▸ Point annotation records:
........

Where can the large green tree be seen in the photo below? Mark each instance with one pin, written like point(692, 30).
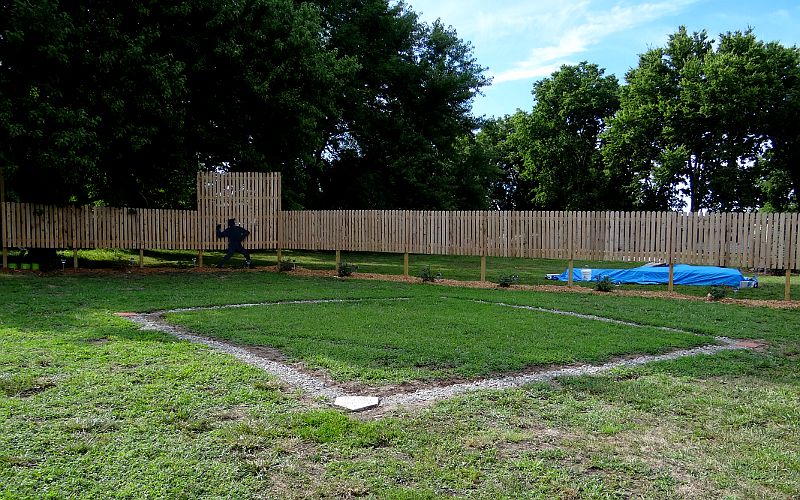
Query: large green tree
point(711, 124)
point(405, 112)
point(563, 160)
point(123, 102)
point(501, 144)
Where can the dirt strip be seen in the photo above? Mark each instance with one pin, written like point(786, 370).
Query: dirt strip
point(317, 386)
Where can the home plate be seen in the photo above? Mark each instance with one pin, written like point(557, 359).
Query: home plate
point(357, 403)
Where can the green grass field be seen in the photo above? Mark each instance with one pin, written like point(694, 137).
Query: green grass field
point(91, 406)
point(428, 338)
point(462, 268)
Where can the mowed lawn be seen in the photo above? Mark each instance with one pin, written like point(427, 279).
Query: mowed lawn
point(423, 338)
point(90, 406)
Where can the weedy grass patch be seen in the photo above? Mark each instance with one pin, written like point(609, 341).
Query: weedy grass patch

........

▸ AIM: Rewrite the lines from the line with "Where can the green" up to and including the line with "point(462, 268)", putting "open grass field" in place of "green grass field" and leaving everything else as it is.

▸ FINISHED TASK:
Where can the open grass field be seen in the photo above? Mark each instance with one pin, written like point(694, 137).
Query: open grass field
point(91, 406)
point(428, 338)
point(462, 268)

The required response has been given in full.